Directors’ Duties in Thailand

>> Board Requirements in Thailand

Appointment of directors

Pursuant to the CCC, the minimum number of directors is at least one (1) and there are no statutory maximum number of directors, unless stipulated otherwise in the Articles of Association (“AOA”) of the company.

Generally there are no residency or qualification requirements in Thailand.  However, there are residency requirements for some specific regulated businesses.

These regulated businesses may require either a Thai national or an individual resident in Thailand, and/or the possession of specific qualifications, such as passing an examination or holding a specific license (e.g. tourist business, private school, insurance broker, telecommunications business, banks and financial institutions).

It should also be noted that although there are no residency requirements, practically it would be useful to have a resident director as there are certain regular filings to be made in country that cannot be delegated.

- - -

### SHORT TASK A
Write out the stretch of the text on directors' duties in Thailand from "These regulated businesses" through "cannot be delegated.".
### SHORT TASK B
Convert every line of the records into a numbered list, leaving out any blank lines.
The records are unrelated to the text on directors' duties in Thailand.

- - -

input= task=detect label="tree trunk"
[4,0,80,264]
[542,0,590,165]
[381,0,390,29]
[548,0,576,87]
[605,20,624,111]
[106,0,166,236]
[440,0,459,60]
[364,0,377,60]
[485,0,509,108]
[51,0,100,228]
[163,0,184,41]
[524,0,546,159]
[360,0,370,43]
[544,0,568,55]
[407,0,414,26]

- - -

### COMPLETE ANSWER A
These regulated businesses may require either a Thai national or an individual resident in Thailand, and/or the possession of specific qualifications, such as passing an examination or holding a specific license (e.g. tourist business, private school, insurance broker, telecommunications business, banks and financial institutions).

It should also be noted that although there are no residency requirements, practically it would be useful to have a resident director as there are certain regular filings to be made in country that cannot be delegated.

### COMPLETE ANSWER B
1. input= task=detect label="tree trunk"
2. [4,0,80,264]
3. [542,0,590,165]
4. [381,0,390,29]
5. [548,0,576,87]
6. [605,20,624,111]
7. [106,0,166,236]
8. [440,0,459,60]
9. [364,0,377,60]
10. [485,0,509,108]
11. [51,0,100,228]
12. [163,0,184,41]
13. [524,0,546,159]
14. [360,0,370,43]
15. [544,0,568,55]
16. [407,0,414,26]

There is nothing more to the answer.